Reproduce every line of the records below, shifting each answer coordinate by adding 69 to it. Leave the pictures out of your reproduction.

··· Listed records ···

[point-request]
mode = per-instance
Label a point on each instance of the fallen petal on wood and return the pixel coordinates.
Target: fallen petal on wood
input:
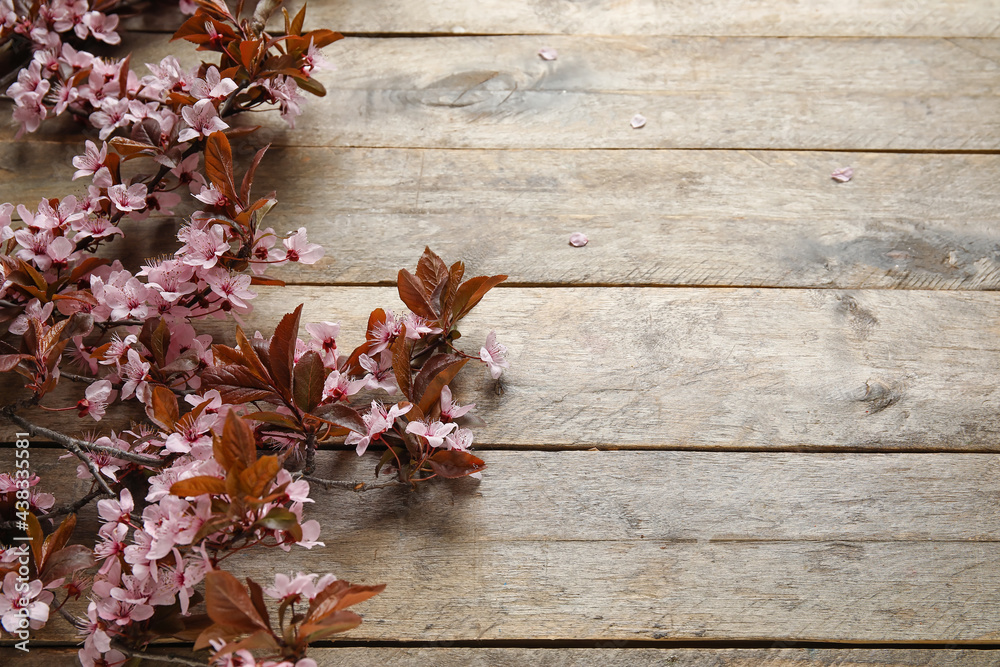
(843, 174)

···

§ Complete answer:
[point-request]
mode = per-instance
Label a point on each instance of the fallen petal on wood and return the pixel coordinates.
Target: fallen petal on wood
input:
(912, 243)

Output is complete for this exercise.